Exercise aim: List every one of the dataset entries lines below that contains the word "blue", copying each line in full.

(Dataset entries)
# # # #

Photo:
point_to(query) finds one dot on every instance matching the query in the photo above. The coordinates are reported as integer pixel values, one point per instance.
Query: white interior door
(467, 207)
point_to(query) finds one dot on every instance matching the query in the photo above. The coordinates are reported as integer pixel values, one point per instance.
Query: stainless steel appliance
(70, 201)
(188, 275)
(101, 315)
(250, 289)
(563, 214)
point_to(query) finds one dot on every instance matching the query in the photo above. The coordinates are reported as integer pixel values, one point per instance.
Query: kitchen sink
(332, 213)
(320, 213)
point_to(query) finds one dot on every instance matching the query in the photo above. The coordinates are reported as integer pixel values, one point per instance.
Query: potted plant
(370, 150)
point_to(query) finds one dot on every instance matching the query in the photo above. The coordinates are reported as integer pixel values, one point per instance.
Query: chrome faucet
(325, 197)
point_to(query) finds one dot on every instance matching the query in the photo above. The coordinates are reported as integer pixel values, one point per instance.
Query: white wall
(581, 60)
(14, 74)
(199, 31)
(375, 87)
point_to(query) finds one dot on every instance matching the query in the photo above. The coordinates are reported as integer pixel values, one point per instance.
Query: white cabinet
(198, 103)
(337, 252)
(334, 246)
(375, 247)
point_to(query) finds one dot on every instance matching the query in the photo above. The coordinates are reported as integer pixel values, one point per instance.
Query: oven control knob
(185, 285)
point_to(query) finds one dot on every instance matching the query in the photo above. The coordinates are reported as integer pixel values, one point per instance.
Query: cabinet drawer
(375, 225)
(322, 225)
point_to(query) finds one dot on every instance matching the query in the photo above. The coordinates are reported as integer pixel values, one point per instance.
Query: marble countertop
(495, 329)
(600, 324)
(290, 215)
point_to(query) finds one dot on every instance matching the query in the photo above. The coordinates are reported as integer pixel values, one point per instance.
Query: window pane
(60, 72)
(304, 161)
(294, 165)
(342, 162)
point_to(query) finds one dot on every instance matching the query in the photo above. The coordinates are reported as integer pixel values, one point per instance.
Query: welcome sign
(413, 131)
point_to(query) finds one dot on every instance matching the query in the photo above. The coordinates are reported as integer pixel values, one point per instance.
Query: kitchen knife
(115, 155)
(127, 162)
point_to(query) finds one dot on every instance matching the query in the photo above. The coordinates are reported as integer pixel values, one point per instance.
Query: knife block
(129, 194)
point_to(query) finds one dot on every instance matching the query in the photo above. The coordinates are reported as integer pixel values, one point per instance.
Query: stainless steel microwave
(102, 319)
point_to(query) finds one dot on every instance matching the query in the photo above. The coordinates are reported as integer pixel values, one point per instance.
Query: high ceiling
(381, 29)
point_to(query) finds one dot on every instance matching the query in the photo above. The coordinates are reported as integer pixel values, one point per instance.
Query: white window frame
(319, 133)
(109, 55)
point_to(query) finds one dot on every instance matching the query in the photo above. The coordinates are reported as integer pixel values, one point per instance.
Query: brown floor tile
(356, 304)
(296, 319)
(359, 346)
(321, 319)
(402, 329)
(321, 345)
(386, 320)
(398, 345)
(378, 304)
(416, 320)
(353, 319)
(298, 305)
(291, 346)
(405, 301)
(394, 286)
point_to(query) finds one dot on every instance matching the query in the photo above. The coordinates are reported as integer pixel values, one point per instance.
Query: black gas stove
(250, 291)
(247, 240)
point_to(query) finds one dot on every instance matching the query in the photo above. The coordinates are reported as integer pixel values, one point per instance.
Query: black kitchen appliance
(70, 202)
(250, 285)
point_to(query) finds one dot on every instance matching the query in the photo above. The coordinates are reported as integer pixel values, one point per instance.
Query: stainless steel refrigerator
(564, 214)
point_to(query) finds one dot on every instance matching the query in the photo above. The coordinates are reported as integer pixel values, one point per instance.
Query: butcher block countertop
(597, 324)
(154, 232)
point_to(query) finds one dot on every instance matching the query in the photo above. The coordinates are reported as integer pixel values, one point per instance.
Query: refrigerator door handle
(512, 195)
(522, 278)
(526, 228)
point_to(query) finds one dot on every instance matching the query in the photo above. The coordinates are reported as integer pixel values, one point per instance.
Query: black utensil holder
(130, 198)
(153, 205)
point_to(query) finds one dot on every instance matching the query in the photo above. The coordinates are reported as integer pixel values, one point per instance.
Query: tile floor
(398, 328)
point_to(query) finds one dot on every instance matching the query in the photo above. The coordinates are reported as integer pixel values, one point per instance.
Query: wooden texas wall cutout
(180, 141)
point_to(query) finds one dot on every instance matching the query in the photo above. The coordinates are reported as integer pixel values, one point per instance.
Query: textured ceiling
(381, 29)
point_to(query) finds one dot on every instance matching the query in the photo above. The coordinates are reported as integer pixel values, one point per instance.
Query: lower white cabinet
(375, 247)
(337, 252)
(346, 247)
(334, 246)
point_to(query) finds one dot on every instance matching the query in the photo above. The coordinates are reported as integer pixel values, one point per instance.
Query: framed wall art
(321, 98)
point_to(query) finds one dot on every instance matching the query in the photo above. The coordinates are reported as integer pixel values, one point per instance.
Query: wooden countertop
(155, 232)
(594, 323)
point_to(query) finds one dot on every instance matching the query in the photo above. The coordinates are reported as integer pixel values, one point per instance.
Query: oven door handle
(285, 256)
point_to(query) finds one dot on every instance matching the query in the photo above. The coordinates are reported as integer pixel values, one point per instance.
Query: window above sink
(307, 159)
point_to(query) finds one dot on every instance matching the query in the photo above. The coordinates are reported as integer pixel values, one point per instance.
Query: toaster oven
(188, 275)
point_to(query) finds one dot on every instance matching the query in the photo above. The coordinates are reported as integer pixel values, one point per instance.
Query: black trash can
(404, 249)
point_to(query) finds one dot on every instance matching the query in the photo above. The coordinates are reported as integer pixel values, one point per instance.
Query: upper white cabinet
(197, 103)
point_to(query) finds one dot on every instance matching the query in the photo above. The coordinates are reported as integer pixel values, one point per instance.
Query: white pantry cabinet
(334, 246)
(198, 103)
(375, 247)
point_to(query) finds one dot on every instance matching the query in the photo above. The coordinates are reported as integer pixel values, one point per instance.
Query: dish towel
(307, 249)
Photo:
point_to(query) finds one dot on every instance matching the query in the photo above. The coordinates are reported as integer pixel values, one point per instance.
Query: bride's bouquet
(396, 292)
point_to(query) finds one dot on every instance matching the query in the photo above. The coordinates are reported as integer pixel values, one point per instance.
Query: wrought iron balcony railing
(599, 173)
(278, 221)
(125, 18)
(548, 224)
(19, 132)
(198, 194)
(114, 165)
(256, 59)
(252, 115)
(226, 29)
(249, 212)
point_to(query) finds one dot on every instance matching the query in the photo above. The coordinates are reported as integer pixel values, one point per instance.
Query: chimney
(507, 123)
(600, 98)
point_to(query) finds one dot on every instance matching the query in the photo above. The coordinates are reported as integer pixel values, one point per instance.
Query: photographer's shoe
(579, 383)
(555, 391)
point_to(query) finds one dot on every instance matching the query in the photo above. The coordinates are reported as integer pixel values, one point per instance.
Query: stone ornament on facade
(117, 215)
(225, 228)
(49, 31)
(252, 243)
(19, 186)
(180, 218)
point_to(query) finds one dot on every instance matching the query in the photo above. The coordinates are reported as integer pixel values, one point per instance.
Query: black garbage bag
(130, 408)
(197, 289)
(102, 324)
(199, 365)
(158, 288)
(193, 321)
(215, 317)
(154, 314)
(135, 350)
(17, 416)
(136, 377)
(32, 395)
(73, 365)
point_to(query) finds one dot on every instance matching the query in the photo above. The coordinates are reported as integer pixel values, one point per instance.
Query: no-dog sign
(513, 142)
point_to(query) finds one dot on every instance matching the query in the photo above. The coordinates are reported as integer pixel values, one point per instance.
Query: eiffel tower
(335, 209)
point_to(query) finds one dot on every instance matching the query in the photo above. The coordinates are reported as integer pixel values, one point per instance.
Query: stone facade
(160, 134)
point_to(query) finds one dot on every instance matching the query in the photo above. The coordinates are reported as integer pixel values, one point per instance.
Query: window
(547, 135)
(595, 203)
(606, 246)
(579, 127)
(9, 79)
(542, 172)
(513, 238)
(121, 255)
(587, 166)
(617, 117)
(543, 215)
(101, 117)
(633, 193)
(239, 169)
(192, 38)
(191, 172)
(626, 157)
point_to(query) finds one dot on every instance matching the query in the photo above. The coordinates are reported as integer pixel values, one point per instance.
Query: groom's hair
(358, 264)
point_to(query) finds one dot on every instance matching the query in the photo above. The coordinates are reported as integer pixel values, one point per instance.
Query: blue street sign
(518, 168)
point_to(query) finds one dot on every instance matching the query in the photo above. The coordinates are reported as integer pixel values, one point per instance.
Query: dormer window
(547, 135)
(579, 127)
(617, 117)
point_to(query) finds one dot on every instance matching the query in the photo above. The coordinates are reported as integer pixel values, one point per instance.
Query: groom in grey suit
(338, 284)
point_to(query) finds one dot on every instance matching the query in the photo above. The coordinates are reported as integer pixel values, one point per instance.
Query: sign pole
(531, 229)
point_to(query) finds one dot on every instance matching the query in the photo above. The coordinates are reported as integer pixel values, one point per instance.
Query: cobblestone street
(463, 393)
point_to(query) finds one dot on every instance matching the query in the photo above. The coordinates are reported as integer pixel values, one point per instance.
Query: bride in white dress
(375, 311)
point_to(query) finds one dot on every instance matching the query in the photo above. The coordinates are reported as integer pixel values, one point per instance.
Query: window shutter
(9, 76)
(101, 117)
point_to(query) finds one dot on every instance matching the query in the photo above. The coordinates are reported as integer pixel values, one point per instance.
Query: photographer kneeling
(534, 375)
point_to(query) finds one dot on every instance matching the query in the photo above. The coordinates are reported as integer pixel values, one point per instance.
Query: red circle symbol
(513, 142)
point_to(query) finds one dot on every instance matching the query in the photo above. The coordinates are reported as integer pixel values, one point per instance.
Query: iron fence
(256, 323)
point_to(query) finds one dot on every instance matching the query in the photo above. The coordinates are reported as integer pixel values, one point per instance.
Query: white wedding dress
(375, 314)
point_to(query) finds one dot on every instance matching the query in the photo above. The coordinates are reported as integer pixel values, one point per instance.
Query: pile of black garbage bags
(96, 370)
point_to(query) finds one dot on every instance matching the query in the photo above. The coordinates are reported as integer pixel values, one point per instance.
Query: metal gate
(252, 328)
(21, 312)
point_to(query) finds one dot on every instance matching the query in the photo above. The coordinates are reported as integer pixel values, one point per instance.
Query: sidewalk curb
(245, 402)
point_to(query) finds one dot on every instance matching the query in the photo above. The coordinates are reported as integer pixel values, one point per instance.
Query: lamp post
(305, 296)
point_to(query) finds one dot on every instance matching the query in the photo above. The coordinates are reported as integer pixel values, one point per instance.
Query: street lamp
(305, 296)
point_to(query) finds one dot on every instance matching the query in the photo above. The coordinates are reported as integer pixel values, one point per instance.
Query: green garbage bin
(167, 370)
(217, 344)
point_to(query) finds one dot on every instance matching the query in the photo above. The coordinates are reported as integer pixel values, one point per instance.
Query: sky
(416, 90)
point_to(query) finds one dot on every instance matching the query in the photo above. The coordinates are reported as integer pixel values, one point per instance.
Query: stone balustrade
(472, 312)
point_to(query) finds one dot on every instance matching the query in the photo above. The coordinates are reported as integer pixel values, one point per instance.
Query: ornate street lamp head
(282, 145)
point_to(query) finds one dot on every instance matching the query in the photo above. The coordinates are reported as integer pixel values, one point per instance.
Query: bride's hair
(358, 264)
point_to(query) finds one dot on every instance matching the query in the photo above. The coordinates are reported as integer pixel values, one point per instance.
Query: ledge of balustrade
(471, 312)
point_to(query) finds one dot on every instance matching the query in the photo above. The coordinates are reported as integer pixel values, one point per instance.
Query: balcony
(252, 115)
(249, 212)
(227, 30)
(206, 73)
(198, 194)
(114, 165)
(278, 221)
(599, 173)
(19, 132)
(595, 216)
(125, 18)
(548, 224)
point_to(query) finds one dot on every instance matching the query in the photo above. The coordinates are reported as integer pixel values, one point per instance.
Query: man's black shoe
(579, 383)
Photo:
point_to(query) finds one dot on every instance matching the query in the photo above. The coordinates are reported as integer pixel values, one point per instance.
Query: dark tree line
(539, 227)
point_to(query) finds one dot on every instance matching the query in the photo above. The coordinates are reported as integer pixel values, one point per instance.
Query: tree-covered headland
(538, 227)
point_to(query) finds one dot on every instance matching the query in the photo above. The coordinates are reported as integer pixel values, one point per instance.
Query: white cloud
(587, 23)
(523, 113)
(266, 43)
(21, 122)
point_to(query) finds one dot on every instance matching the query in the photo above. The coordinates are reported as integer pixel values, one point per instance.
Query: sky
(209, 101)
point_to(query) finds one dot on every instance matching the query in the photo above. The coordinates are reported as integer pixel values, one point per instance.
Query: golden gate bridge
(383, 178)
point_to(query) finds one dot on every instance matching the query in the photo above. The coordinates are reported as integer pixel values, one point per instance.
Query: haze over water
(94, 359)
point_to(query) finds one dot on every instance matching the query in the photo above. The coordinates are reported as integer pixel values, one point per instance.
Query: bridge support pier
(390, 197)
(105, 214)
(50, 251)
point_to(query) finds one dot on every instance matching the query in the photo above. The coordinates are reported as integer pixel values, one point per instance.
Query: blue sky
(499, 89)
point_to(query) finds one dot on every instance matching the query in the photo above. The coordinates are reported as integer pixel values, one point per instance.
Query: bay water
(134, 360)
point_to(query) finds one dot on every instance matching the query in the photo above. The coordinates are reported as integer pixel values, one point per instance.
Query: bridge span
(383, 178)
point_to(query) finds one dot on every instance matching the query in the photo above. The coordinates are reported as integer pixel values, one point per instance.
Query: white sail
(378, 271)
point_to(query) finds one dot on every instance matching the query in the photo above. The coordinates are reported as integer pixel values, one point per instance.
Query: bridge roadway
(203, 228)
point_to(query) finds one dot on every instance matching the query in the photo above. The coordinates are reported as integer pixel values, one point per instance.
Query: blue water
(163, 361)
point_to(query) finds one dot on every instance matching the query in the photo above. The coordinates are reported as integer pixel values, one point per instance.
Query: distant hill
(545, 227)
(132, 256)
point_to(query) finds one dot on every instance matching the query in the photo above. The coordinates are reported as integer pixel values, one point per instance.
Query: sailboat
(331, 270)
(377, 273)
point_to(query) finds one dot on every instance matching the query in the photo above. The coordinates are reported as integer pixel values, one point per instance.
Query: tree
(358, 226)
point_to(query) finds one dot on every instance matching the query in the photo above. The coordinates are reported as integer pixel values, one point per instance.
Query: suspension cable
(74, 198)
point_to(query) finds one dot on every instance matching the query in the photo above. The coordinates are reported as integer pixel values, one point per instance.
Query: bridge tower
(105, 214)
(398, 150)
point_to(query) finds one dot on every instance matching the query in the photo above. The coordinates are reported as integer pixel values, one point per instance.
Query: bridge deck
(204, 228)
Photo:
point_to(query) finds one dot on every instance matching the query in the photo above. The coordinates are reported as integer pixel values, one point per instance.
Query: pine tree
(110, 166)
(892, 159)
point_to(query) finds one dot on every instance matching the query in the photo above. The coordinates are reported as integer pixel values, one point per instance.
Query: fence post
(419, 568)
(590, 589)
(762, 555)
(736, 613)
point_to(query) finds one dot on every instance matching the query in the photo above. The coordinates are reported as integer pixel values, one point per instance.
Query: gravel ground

# # # #

Response to this exercise:
Query: blue street sign
Query: blue sky
Query: blue water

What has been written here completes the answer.